**Exercise description**
Please put the data below into a numbered list, one line per item, leaving out any blank lines.

[Object outline annotations]
====
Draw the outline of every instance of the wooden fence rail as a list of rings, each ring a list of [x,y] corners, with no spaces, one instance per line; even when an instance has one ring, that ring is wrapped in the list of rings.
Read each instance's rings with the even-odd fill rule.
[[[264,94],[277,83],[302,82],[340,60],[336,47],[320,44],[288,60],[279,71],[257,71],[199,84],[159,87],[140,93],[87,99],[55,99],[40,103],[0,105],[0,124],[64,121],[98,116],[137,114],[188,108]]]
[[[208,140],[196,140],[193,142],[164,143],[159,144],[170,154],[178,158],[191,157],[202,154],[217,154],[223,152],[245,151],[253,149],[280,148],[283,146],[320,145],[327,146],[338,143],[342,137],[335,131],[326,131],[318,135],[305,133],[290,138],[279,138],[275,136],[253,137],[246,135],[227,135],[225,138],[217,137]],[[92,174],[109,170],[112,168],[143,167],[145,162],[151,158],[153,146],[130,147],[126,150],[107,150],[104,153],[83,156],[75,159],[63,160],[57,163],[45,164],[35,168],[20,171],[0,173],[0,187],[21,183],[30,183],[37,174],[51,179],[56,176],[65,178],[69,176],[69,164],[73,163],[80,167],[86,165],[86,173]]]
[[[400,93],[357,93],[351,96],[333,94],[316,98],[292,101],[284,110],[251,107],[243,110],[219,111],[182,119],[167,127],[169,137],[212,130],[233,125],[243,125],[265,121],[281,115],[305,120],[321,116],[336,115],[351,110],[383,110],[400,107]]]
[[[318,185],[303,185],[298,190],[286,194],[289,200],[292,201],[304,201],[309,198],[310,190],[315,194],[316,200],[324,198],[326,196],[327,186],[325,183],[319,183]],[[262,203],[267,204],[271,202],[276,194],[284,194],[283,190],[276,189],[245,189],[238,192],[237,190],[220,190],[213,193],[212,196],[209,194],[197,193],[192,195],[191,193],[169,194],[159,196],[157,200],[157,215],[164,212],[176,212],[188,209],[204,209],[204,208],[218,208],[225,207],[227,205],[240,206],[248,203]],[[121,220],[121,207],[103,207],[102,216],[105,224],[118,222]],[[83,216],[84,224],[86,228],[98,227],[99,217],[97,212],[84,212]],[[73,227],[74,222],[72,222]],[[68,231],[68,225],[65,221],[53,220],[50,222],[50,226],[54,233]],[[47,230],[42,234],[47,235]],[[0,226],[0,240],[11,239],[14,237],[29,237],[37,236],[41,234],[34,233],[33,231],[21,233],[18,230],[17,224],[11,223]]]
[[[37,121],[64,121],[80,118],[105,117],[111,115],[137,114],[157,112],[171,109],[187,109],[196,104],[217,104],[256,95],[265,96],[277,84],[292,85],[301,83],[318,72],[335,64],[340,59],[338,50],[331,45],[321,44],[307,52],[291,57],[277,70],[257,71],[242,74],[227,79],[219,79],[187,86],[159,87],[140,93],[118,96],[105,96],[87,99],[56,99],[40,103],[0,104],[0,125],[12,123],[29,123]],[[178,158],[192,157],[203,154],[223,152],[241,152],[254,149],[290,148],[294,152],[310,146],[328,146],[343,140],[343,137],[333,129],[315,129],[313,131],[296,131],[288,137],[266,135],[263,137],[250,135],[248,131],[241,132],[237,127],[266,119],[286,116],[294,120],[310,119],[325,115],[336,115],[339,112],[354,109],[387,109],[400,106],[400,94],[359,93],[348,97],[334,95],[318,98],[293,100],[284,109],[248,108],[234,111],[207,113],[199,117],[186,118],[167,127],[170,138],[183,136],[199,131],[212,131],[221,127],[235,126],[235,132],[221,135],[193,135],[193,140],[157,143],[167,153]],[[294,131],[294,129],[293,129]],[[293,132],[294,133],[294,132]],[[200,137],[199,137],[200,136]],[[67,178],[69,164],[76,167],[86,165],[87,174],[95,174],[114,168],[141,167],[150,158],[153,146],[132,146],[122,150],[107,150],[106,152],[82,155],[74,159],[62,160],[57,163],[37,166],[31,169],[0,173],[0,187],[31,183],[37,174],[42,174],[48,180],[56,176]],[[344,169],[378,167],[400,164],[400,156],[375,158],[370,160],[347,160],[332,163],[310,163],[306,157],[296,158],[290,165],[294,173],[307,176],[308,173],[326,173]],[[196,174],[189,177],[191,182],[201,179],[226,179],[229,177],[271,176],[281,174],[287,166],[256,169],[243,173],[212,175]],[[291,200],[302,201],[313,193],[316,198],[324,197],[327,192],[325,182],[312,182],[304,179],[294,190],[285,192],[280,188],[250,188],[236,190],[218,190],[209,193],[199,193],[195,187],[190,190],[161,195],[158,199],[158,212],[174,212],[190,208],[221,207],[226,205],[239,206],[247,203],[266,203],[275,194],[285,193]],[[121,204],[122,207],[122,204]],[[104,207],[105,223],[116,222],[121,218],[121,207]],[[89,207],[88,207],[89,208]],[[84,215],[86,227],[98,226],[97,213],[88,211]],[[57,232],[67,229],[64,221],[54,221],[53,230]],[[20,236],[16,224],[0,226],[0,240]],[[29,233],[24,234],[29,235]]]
====
**The result**
1. Draw the outline of every instance of the wooden fence rail as a list of rings, each ring a list of [x,y] corners, with no spaces, one instance per line; even when an instance has one ring, that ring is wrapped in the list of rings.
2. Read each instance's rings with the even-odd fill rule.
3. [[[264,94],[277,83],[302,82],[340,60],[336,47],[320,44],[288,60],[279,71],[257,71],[199,84],[159,87],[140,93],[87,99],[55,99],[40,103],[0,105],[0,124],[64,121],[98,116],[137,114],[188,108]]]
4. [[[208,140],[196,140],[193,142],[164,143],[159,144],[170,154],[178,158],[191,157],[202,154],[217,154],[223,152],[245,151],[253,149],[280,148],[283,146],[320,145],[327,146],[338,143],[342,137],[335,131],[326,131],[318,135],[305,133],[290,138],[279,138],[275,136],[253,137],[246,135],[227,135],[225,138],[217,137]],[[92,174],[109,170],[112,168],[143,167],[145,162],[151,158],[153,146],[130,147],[126,150],[107,150],[104,153],[83,156],[75,159],[63,160],[57,163],[45,164],[35,168],[20,171],[0,173],[0,187],[21,183],[30,183],[37,174],[51,179],[56,176],[65,178],[69,176],[69,164],[73,163],[80,167],[86,165],[86,173]]]
5. [[[400,93],[357,93],[351,96],[333,94],[316,98],[292,101],[284,110],[251,107],[243,110],[219,111],[182,119],[167,127],[169,137],[212,130],[233,125],[243,125],[265,121],[281,115],[305,120],[321,116],[336,115],[351,110],[383,110],[400,107]]]
6. [[[318,185],[303,185],[298,190],[286,194],[289,200],[292,201],[304,201],[309,198],[310,190],[315,194],[316,200],[324,198],[326,196],[327,186],[325,183],[319,183]],[[262,203],[267,204],[271,202],[276,194],[284,194],[283,190],[276,189],[245,189],[238,192],[237,190],[220,190],[213,193],[212,196],[209,194],[197,193],[192,195],[191,193],[169,194],[159,196],[157,200],[157,215],[164,212],[176,212],[188,209],[204,209],[204,208],[218,208],[225,207],[227,205],[240,206],[248,203]],[[121,220],[121,207],[103,207],[102,216],[105,224],[118,222]],[[83,216],[84,224],[86,228],[98,227],[99,217],[97,212],[84,212]],[[73,227],[74,222],[72,222]],[[68,231],[68,225],[65,221],[53,220],[50,222],[50,226],[54,233]],[[47,230],[42,234],[47,235]],[[0,226],[0,240],[11,239],[14,237],[29,237],[37,236],[41,234],[34,233],[33,231],[21,233],[18,230],[17,224],[11,223]]]
7. [[[37,121],[64,121],[80,118],[105,117],[111,115],[137,114],[157,112],[171,109],[187,109],[196,104],[217,104],[256,95],[265,96],[277,84],[292,85],[301,83],[318,72],[335,64],[340,59],[338,50],[331,45],[321,44],[307,52],[291,57],[277,70],[257,71],[242,74],[227,79],[219,79],[187,86],[159,87],[140,93],[118,96],[105,96],[87,99],[56,99],[40,103],[0,104],[0,125],[12,123],[29,123]],[[178,158],[192,157],[203,154],[223,152],[241,152],[254,149],[290,148],[294,152],[310,146],[328,146],[343,140],[343,137],[333,129],[315,129],[313,131],[296,131],[288,137],[266,135],[263,137],[250,135],[248,131],[241,132],[237,127],[266,119],[286,116],[294,120],[310,119],[325,115],[336,115],[339,112],[354,109],[387,109],[400,106],[400,94],[359,93],[348,97],[334,95],[318,98],[293,100],[284,109],[248,108],[234,111],[207,113],[199,117],[186,118],[167,127],[170,138],[183,136],[199,131],[212,131],[221,127],[235,126],[235,132],[221,135],[193,135],[193,140],[157,143],[167,153]],[[294,131],[294,129],[293,129]],[[293,132],[294,133],[294,132]],[[200,137],[199,137],[200,136]],[[67,178],[69,164],[76,167],[86,165],[87,174],[95,174],[114,168],[141,167],[150,158],[153,146],[132,146],[122,150],[107,150],[106,152],[82,155],[74,159],[62,160],[57,163],[37,166],[31,169],[0,173],[0,187],[31,183],[37,174],[42,174],[48,180],[56,176]],[[344,169],[378,167],[400,164],[400,156],[375,158],[370,160],[347,160],[332,163],[310,163],[306,157],[296,158],[290,165],[294,173],[307,176],[308,173],[326,173]],[[196,174],[189,177],[191,182],[201,179],[226,179],[229,177],[271,176],[281,174],[287,166],[256,169],[243,173],[212,175]],[[291,200],[302,201],[313,193],[316,198],[324,197],[327,192],[325,182],[312,182],[304,179],[294,190],[285,192],[280,188],[250,188],[236,190],[218,190],[209,193],[199,193],[195,187],[190,190],[161,195],[158,199],[158,212],[174,212],[190,208],[221,207],[226,205],[239,206],[247,203],[266,203],[275,194],[285,193]],[[121,204],[122,207],[122,204]],[[104,207],[105,223],[116,222],[121,218],[121,207]],[[89,207],[88,207],[89,208]],[[84,215],[86,227],[98,226],[97,213],[88,211]],[[57,232],[67,229],[64,221],[54,221],[53,230]],[[20,236],[16,224],[0,226],[0,240]],[[29,233],[24,234],[29,235]]]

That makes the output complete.